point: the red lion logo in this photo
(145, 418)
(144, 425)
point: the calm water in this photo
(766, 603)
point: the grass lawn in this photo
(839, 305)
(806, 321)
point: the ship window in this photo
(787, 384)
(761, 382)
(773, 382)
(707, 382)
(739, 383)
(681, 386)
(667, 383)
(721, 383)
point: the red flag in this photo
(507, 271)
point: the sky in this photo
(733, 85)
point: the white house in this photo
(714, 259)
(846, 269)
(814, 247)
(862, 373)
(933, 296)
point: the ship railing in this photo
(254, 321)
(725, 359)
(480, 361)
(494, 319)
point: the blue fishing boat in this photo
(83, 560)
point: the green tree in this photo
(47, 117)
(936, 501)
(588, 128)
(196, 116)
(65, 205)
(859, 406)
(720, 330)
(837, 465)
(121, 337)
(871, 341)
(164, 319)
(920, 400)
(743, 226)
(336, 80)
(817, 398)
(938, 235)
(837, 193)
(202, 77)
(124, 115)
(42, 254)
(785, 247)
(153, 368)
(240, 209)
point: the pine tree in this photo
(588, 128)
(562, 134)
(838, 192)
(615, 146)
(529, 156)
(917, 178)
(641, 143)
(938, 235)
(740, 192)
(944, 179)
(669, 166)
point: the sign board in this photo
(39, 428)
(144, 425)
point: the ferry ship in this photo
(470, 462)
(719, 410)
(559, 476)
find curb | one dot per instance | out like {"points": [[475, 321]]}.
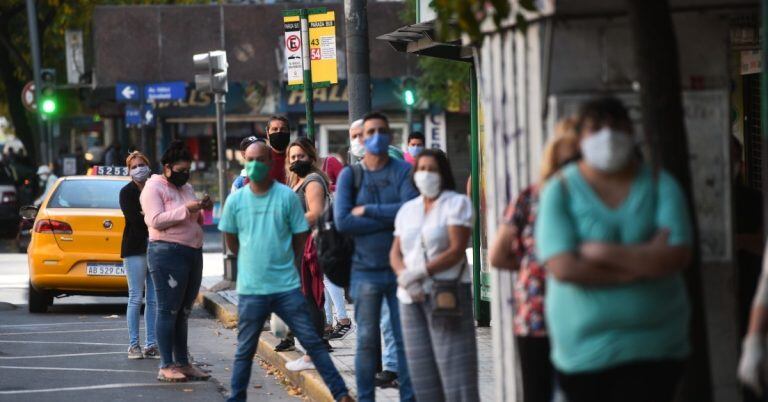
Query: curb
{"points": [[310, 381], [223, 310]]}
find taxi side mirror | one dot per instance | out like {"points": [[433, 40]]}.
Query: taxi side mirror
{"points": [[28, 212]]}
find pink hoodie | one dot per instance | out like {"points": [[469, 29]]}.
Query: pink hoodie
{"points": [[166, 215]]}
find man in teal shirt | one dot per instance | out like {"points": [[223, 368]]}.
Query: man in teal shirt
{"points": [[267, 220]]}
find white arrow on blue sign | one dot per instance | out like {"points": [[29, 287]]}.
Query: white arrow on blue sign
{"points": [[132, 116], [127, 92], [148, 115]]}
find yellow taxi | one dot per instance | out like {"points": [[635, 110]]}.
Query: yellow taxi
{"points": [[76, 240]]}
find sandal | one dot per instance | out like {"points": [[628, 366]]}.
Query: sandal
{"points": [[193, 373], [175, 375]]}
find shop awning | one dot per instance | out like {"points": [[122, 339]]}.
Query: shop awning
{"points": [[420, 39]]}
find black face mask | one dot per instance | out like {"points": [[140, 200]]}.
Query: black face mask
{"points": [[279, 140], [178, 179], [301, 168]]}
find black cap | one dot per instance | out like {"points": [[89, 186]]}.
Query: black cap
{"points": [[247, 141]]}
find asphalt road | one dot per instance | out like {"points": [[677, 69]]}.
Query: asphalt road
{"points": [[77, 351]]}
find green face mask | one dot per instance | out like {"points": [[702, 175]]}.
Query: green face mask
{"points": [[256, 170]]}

────────────────────

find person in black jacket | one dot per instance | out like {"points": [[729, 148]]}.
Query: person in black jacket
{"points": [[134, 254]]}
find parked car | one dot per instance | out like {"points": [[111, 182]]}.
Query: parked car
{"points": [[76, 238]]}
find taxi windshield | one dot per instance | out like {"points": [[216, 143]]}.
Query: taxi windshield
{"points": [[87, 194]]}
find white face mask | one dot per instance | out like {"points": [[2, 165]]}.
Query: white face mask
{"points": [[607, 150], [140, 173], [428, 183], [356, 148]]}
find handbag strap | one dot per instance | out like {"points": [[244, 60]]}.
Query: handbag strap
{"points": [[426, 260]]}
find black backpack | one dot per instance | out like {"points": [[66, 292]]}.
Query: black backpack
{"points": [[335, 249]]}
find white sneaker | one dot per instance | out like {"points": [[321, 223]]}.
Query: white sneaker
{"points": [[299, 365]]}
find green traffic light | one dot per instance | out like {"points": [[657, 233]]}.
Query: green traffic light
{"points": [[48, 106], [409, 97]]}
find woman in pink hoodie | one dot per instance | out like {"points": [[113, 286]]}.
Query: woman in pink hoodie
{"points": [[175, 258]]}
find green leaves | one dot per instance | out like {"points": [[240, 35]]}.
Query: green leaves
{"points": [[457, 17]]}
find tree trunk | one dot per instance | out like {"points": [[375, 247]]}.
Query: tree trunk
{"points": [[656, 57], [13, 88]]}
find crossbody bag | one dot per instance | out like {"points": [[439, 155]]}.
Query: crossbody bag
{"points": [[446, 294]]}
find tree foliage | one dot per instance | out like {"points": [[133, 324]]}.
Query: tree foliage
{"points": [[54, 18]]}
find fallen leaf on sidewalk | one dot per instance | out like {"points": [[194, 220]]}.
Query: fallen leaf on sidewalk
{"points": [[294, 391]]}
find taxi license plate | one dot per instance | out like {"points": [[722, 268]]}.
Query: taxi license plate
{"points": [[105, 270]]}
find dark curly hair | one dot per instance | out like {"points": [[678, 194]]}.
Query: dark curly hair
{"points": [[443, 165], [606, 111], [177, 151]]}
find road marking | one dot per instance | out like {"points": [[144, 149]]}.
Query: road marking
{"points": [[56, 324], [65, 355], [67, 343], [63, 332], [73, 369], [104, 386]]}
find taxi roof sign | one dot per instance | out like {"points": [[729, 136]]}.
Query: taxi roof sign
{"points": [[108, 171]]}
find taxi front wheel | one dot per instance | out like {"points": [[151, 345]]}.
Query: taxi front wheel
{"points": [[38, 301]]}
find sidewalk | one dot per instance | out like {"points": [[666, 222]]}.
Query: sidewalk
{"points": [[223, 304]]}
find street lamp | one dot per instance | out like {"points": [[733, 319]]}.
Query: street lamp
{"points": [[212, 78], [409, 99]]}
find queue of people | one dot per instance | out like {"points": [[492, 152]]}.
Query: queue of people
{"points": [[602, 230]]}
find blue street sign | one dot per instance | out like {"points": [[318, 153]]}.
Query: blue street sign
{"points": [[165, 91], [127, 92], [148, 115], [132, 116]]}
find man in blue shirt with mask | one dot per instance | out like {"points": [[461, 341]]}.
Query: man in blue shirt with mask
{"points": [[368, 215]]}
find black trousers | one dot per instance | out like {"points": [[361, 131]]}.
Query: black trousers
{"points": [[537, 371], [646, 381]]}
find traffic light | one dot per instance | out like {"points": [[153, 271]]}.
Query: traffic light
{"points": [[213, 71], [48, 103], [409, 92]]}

────────────────────

#### [What the task requires]
Only one stretch of the data above is needed. Restate it word for word, from the line containing "point: the red lion logo in this photo" through the line containing "find curb |", both ends included.

#### [Written response]
point: the red lion logo in this photo
(145, 418)
(144, 425)
point: the calm water in this photo
(766, 603)
point: the grass lawn in this photo
(839, 305)
(806, 321)
point: the ship window in this photo
(787, 384)
(761, 382)
(773, 382)
(707, 382)
(739, 383)
(681, 386)
(667, 383)
(721, 383)
point: the red flag in this photo
(507, 271)
point: the sky in this photo
(733, 85)
point: the white house in this photo
(714, 259)
(846, 269)
(814, 247)
(862, 373)
(933, 296)
point: the ship railing in this photo
(254, 321)
(725, 359)
(480, 361)
(494, 319)
point: the blue fishing boat in this photo
(83, 560)
point: the green tree in this photo
(47, 117)
(936, 501)
(588, 128)
(196, 116)
(65, 205)
(859, 406)
(720, 330)
(837, 465)
(121, 337)
(871, 341)
(164, 319)
(920, 400)
(743, 226)
(336, 80)
(817, 398)
(938, 235)
(837, 193)
(202, 77)
(124, 115)
(42, 254)
(785, 247)
(153, 368)
(240, 209)
point: the pine tree in this photo
(588, 128)
(562, 134)
(838, 192)
(615, 146)
(529, 156)
(917, 178)
(641, 143)
(938, 235)
(740, 192)
(944, 179)
(669, 166)
point: the sign board in this photo
(39, 428)
(144, 425)
point: the ferry ship in this photo
(470, 462)
(719, 410)
(559, 476)
find curb | one dot per instance | out like {"points": [[475, 321]]}.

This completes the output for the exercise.